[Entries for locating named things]
▼

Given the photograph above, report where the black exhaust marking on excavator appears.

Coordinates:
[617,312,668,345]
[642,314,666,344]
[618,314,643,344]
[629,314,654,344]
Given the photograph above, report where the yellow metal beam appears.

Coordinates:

▲

What the task asks = Take every line from the records above and reproduce each one without any change.

Solution to the problem =
Given the photograph above, report where the black exhaust marking on excavator appears.

Coordinates:
[617,312,668,345]
[642,314,666,344]
[618,314,643,344]
[629,314,654,344]
Given the photograph above, report where the yellow metal beam appears.

Coordinates:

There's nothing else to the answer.